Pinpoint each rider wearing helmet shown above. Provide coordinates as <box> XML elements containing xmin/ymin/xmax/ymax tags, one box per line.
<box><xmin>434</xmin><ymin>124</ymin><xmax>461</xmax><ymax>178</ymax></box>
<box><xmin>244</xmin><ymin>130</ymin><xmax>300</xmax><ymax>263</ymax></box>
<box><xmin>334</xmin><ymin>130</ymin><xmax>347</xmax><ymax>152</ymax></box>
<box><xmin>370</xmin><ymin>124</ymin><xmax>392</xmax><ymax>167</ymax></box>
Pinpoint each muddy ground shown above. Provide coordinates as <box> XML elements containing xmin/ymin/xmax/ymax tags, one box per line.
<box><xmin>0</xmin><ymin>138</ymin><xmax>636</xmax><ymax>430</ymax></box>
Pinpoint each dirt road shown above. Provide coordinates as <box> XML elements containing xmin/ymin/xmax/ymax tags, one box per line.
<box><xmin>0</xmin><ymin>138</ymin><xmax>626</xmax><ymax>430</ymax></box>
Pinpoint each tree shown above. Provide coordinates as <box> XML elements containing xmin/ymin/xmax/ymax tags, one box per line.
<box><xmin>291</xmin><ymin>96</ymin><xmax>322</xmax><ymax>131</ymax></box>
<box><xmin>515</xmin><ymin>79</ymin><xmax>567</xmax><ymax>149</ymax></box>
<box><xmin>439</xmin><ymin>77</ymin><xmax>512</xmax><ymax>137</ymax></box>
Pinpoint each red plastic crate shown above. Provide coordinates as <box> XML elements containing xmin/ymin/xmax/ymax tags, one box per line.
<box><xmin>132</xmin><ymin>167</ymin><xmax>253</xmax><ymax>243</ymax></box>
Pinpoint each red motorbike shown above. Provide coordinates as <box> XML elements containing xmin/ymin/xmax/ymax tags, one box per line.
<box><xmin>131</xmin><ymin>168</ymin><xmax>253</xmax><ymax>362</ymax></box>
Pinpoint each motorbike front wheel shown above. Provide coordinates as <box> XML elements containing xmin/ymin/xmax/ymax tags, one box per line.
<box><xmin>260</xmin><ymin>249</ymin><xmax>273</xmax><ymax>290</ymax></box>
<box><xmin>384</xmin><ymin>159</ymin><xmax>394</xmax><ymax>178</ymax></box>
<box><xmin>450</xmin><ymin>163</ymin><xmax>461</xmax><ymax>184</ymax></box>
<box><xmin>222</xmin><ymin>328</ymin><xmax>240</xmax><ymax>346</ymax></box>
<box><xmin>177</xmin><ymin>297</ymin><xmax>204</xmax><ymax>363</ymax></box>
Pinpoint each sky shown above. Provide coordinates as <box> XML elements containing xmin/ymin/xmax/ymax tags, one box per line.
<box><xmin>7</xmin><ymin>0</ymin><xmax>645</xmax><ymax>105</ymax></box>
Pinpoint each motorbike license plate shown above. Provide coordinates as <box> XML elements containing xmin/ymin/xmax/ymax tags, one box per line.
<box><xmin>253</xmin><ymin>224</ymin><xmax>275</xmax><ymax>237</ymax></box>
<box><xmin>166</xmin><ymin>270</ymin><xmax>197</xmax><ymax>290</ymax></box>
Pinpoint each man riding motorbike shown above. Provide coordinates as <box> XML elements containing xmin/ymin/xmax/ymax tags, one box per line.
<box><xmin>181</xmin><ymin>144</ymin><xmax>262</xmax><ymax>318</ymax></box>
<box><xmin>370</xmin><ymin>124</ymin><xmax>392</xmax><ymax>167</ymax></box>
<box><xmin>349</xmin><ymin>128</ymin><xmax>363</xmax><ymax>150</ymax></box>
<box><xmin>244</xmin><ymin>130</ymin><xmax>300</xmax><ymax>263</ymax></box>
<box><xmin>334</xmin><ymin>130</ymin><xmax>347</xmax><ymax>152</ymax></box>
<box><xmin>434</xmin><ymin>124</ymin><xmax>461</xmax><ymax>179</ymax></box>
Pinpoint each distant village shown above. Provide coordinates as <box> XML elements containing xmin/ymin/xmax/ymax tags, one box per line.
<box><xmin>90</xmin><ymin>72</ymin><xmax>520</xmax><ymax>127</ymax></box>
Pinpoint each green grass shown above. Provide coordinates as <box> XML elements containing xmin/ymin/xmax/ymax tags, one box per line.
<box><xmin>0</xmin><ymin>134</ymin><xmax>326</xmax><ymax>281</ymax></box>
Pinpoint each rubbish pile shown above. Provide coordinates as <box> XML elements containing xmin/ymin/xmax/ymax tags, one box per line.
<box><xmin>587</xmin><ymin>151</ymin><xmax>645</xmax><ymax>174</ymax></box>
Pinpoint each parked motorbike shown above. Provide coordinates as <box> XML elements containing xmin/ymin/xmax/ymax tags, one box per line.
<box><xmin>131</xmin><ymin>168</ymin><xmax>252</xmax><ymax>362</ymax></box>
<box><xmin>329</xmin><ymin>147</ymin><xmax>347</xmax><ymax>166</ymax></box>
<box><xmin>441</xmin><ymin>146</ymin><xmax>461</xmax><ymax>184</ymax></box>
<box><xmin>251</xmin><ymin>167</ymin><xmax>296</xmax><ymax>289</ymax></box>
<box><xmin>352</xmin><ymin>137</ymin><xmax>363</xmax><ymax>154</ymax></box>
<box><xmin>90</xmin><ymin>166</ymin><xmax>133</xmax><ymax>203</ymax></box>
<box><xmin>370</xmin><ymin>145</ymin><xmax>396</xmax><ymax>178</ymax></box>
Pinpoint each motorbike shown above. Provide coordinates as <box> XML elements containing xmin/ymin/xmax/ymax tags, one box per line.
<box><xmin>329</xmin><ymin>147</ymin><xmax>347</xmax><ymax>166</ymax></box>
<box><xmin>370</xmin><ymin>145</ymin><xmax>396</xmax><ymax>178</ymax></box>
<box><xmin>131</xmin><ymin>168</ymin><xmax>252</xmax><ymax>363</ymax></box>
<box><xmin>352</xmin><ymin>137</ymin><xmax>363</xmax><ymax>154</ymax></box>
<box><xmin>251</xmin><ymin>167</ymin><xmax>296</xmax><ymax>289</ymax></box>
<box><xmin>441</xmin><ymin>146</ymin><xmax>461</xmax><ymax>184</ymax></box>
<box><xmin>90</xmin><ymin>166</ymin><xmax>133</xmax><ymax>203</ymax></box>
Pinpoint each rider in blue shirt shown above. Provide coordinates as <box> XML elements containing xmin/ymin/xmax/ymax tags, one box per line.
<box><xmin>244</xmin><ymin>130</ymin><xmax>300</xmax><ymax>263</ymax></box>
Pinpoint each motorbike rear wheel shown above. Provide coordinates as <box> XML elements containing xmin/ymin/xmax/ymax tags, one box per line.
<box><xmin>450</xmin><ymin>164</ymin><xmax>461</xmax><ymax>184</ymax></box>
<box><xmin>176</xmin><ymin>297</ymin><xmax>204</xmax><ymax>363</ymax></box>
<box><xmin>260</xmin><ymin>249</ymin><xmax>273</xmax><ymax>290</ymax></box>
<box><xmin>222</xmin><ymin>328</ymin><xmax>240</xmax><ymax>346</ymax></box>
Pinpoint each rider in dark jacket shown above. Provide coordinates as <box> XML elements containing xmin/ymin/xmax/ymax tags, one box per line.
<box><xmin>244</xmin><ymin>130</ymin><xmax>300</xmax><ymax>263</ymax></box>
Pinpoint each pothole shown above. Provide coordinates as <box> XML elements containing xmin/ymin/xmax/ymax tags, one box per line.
* * * * *
» What you are asked to do
Gather every line of the records above that contains the string "wheel", and copy each one in full. Case counts.

» Task solution
Pinpoint each motorbike front wheel shown above. Provide coordinates as <box> XML elements containing xmin/ymin/xmax/ymax tags, one box per line.
Pinpoint each motorbike rear wheel shown above. Provide coordinates as <box> XML elements containing xmin/ymin/xmax/ymax tags, one box per line.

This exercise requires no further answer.